— Work instructions —
Look below for the line that has "Please identify the lake". Set down the lines from there through the line that has "Please identify the shoreline", exactly as written.

──────── Information provided ────────

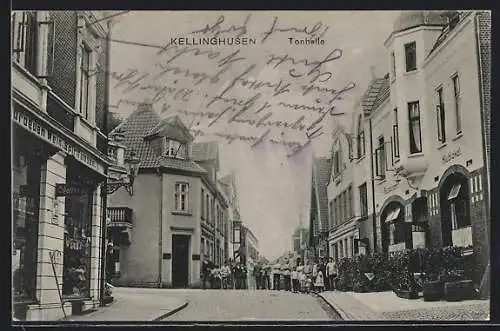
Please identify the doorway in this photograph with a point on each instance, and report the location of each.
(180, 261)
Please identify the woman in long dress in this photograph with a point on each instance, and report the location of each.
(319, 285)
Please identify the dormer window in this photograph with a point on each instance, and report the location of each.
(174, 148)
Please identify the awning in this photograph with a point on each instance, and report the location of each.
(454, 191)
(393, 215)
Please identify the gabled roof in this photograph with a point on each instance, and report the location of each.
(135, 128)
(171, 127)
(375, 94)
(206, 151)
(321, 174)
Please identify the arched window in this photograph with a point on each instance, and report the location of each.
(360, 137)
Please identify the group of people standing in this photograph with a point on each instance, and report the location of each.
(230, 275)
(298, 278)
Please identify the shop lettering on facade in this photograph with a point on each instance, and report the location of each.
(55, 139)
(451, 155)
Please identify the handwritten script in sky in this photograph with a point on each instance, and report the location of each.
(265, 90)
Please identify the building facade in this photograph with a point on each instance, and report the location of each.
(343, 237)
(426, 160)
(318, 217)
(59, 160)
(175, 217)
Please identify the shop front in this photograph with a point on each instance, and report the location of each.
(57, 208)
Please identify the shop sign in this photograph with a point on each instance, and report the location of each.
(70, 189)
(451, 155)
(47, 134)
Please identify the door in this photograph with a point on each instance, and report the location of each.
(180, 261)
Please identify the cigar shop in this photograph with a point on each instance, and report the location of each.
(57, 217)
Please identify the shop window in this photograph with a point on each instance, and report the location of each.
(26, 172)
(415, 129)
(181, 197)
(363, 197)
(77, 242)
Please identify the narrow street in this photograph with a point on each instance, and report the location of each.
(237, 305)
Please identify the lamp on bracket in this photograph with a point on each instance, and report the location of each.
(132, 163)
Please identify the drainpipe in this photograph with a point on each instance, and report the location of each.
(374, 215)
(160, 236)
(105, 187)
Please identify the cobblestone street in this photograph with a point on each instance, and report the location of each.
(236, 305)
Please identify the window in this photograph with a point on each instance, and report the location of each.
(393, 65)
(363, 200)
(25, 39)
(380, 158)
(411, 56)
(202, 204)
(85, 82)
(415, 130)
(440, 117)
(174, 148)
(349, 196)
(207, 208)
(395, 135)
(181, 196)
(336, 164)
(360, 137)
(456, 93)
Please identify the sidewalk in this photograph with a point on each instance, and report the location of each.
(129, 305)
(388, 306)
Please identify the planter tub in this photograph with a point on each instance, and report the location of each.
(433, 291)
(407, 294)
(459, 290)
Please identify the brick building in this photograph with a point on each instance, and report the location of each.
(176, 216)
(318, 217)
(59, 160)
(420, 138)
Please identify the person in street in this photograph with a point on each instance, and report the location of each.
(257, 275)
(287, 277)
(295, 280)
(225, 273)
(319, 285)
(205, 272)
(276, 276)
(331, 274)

────────
──────── Information provided ────────

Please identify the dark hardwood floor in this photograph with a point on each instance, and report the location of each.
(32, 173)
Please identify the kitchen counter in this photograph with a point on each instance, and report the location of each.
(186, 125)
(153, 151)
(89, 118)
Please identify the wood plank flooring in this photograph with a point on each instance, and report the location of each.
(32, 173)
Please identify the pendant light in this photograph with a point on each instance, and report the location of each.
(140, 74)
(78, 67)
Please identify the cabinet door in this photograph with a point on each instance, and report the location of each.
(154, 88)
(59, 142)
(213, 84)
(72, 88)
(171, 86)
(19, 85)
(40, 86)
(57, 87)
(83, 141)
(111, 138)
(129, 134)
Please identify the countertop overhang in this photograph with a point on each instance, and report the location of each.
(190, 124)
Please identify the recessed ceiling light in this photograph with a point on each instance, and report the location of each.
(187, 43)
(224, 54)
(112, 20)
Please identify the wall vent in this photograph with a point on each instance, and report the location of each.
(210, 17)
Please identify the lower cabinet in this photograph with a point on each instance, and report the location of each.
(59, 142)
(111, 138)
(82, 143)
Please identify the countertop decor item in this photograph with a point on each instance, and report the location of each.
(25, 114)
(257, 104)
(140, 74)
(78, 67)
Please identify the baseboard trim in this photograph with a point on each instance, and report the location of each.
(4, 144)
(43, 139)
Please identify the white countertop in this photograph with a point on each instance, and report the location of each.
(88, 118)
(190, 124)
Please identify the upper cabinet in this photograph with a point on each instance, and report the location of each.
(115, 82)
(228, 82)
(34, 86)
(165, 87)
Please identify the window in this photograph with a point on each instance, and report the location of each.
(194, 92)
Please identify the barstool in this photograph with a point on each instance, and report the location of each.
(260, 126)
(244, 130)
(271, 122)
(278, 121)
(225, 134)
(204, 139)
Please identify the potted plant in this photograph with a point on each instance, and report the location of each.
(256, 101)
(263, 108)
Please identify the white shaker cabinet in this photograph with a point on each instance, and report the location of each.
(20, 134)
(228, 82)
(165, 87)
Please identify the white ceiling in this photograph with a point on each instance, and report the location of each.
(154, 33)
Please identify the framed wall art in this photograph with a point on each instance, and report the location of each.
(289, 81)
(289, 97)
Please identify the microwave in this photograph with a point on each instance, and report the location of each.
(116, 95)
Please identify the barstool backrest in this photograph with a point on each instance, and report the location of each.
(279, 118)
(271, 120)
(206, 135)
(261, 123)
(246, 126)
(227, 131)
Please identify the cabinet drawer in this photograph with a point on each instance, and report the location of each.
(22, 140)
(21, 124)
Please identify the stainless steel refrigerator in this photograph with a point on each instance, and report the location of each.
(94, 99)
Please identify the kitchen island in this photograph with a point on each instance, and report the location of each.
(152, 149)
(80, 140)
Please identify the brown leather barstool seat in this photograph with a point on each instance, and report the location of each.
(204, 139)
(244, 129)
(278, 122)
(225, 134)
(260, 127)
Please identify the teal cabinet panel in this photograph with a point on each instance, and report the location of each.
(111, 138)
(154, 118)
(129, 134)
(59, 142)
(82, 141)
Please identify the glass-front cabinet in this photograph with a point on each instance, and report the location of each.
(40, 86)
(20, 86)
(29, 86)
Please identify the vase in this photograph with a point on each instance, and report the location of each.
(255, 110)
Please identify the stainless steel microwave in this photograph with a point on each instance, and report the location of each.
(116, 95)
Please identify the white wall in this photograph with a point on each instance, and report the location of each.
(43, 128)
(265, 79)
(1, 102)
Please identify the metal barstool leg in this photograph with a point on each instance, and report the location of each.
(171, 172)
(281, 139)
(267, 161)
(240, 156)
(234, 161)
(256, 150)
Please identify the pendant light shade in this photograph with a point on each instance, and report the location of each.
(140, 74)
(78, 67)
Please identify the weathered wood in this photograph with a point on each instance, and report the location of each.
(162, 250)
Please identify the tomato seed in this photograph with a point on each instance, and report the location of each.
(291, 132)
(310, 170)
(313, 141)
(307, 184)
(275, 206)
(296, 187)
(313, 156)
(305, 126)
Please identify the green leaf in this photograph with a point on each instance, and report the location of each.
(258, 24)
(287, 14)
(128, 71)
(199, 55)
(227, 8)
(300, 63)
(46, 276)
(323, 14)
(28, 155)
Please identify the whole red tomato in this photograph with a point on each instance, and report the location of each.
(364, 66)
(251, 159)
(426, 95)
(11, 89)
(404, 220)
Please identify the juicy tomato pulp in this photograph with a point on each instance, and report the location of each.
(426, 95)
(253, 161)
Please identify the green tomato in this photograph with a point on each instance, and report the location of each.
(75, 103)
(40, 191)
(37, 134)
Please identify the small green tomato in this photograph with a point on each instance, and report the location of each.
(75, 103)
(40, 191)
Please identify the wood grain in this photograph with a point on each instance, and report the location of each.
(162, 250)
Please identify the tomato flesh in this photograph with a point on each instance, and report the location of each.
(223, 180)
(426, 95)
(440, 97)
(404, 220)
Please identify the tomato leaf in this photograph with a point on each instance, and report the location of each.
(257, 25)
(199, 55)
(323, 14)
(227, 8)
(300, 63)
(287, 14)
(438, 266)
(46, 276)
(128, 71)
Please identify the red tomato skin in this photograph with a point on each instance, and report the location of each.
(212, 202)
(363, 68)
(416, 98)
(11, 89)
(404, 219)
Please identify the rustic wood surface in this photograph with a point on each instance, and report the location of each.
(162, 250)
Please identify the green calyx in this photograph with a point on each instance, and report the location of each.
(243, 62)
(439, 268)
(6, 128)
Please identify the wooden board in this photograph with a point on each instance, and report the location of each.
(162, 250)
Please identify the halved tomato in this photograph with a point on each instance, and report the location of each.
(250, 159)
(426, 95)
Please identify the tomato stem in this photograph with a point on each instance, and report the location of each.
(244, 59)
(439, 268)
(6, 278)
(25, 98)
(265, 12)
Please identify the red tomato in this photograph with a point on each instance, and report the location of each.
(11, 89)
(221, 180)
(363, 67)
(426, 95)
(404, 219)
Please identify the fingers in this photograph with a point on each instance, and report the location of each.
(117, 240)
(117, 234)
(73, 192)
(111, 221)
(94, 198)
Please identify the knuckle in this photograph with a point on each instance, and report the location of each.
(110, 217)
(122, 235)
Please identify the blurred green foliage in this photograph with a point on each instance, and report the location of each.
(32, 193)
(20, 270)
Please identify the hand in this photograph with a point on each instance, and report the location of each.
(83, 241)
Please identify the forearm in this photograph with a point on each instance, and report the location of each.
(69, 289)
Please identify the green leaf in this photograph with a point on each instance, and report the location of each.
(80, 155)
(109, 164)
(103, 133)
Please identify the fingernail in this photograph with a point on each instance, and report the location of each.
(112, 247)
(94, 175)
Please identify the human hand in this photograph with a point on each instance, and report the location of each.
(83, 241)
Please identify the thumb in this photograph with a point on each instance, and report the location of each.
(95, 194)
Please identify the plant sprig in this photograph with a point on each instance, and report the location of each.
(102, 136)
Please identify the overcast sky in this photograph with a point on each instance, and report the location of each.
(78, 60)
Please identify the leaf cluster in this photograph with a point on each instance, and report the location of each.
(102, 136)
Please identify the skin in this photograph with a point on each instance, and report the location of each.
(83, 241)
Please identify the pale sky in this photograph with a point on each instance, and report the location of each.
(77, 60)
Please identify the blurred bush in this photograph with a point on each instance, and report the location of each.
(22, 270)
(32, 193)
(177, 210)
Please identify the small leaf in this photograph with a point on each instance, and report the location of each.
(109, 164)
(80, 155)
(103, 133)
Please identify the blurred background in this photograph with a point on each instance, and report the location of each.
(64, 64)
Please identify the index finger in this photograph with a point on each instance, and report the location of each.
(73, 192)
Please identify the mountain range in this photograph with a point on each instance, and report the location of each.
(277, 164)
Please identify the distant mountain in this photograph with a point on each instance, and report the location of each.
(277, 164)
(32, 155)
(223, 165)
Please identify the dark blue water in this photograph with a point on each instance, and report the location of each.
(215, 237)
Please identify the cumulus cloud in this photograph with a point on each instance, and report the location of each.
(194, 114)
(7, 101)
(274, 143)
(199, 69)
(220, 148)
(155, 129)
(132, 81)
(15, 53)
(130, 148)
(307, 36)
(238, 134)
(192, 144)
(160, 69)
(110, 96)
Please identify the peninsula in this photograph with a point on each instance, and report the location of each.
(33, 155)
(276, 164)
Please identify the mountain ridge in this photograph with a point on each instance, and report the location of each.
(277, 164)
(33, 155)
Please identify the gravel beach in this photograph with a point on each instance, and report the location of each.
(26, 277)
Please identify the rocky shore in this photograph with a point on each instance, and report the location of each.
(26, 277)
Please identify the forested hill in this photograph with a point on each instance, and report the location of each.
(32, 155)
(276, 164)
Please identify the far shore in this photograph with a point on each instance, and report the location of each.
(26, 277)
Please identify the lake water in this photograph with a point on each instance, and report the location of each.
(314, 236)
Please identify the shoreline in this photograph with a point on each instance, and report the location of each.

────────
──────── Information provided ────────

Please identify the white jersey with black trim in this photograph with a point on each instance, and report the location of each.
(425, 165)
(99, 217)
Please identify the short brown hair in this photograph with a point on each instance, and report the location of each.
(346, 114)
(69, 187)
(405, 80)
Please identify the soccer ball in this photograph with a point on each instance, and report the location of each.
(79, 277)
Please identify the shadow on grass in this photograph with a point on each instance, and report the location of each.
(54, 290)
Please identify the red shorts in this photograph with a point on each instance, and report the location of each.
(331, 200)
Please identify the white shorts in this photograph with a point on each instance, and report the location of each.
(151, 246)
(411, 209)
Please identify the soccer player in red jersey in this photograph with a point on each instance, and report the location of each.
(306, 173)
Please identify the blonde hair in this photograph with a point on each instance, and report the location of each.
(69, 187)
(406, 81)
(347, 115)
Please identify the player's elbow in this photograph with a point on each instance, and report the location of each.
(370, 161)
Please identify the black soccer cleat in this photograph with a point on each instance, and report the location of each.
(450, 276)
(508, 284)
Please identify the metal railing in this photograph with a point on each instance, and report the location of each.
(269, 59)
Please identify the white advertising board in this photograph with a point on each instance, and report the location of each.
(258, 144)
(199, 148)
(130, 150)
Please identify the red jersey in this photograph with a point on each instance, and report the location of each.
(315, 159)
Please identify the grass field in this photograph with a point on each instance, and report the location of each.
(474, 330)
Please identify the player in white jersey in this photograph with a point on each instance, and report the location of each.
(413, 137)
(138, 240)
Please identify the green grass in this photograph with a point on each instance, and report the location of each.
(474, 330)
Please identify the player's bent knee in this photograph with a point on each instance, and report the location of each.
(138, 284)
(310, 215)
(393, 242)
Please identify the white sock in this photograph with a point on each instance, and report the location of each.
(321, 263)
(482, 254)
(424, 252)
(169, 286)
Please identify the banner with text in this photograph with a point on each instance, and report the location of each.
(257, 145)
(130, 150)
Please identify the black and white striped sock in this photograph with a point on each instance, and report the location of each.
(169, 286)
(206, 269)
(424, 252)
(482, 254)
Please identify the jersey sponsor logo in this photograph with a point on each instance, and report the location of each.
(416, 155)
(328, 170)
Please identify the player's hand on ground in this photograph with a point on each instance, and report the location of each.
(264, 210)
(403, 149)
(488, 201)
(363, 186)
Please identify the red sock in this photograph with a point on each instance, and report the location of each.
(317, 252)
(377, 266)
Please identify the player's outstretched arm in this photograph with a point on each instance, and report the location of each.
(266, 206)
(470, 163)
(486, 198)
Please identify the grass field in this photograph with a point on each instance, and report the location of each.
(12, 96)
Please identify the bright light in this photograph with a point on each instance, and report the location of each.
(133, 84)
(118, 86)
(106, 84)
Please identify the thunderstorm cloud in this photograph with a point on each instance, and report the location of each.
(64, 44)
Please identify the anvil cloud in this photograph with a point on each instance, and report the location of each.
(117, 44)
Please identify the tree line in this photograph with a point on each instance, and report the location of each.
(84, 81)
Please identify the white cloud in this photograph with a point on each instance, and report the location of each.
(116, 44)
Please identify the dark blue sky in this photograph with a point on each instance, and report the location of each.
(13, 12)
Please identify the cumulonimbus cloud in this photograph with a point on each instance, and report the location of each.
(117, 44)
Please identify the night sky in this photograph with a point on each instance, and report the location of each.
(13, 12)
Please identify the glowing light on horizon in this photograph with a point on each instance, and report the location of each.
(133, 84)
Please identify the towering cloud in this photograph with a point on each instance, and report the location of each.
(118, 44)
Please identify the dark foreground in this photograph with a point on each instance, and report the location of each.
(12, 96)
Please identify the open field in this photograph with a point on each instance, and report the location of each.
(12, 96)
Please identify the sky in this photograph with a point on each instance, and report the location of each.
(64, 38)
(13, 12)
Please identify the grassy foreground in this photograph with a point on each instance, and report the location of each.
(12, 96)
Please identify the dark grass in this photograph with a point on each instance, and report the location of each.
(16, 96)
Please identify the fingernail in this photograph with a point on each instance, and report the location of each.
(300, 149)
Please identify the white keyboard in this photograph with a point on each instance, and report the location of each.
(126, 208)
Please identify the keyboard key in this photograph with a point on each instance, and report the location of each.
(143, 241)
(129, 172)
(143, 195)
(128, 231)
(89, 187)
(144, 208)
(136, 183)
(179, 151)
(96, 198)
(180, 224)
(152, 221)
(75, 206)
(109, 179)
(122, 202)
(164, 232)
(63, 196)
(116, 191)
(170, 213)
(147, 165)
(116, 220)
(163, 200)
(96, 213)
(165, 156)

────────

— Answer to the problem —
Please identify the lake water in this photograph with a point on each instance, and report the location of each.
(314, 236)
Please identify the shoreline in this photograph with a point on each instance, and report the location of each.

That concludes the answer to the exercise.